[Records from a point-labeling set]
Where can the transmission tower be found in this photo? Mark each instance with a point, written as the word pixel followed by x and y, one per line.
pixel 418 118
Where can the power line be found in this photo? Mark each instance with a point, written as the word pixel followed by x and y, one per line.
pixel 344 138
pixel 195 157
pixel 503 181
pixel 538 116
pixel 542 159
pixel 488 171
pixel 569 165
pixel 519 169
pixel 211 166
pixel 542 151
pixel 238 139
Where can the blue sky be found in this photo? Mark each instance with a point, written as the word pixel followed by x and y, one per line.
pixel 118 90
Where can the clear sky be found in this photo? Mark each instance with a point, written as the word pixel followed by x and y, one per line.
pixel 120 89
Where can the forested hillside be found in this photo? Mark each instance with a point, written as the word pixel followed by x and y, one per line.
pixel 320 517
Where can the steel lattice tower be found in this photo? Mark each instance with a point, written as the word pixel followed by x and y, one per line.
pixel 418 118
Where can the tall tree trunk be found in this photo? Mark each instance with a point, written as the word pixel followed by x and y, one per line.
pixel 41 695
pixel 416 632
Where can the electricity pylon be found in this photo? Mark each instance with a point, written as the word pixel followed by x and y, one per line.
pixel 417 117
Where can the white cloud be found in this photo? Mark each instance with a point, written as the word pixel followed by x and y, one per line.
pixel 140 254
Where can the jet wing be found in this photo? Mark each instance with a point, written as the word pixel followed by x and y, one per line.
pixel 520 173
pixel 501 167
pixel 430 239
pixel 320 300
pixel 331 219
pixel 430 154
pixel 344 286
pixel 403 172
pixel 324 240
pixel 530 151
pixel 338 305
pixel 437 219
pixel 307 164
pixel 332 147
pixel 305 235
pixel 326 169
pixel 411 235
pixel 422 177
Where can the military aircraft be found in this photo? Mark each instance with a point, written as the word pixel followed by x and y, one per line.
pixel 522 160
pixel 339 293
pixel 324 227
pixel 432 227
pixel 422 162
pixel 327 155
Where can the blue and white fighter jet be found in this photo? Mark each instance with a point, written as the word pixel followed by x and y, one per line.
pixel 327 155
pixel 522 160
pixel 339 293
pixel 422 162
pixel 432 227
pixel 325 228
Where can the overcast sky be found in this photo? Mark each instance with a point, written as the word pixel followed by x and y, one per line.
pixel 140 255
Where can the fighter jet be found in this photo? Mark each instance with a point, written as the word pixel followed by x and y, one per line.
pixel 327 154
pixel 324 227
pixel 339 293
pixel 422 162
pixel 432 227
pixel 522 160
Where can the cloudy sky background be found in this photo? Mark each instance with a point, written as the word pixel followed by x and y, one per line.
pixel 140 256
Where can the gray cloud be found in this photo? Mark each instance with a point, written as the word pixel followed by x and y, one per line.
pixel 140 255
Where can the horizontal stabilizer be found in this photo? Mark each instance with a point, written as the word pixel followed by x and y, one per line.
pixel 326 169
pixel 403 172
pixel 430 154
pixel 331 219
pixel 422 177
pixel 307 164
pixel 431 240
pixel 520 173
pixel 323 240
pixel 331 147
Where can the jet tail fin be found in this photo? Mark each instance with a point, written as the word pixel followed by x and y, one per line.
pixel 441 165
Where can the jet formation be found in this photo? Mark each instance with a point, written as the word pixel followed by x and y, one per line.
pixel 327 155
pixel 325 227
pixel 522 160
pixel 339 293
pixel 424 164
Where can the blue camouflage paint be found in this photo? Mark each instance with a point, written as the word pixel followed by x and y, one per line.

*Given exercise*. Please rewrite everything in the listing from the line containing "Where can the horizontal" down to the line containing "pixel 331 147", swapping "horizontal stabilizer" for "tailplane" and leaving all else unchanged.

*The result*.
Where can the tailplane be found in this photo? Mark each instance with a point, written as the word pixel followed by x and y, one per line.
pixel 326 169
pixel 403 172
pixel 430 154
pixel 331 219
pixel 422 177
pixel 307 164
pixel 431 240
pixel 520 173
pixel 323 240
pixel 331 147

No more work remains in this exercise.